[Problem statement]
Can you rewrite the material below as a numbered list, skipping blank lines and leaving out the pictures?

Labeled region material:
———
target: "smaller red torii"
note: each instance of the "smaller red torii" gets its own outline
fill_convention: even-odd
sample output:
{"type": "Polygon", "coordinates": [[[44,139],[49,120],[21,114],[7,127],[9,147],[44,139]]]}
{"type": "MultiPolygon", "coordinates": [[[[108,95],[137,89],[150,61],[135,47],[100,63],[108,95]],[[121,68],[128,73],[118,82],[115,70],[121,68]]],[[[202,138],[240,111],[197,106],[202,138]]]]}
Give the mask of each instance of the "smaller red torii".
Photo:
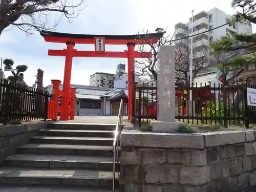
———
[Exercise answer]
1. target: "smaller red torii"
2. note: each instance of the "smaller red torii" gets its own outline
3. fill_convention: even-odd
4. sample output:
5. {"type": "Polygon", "coordinates": [[[44,139],[49,120],[21,114],[7,127],[9,147],[44,139]]]}
6. {"type": "MultiPolygon", "coordinates": [[[[108,95],[137,89],[150,61],[135,47],[100,63],[108,95]],[[121,68],[128,73],[118,82],[115,70],[121,68]]],[[[202,138],[240,111],[197,106],[202,138]]]]}
7. Give the mask of each instance of the "smaller red torii".
8. Photo:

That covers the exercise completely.